_Direction_: Please write out each line of the records below exactly, and leave the pictures out of your answer.
───── Record set ─────
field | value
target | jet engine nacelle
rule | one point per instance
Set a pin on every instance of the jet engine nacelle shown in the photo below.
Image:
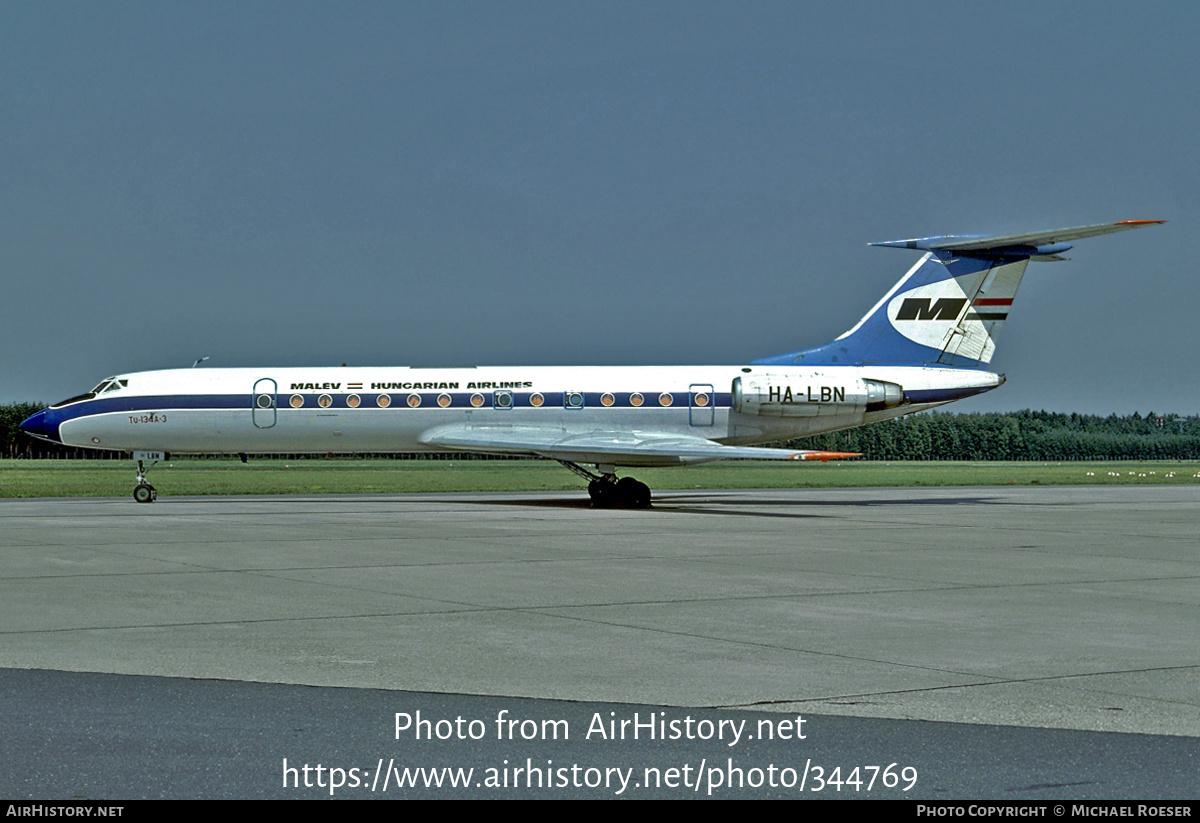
─────
_Solution below_:
field | value
target | jet engine nacelle
rule | one point per instance
Set a pin on every instance of the jet engine nacelle shown in the photo below.
Image:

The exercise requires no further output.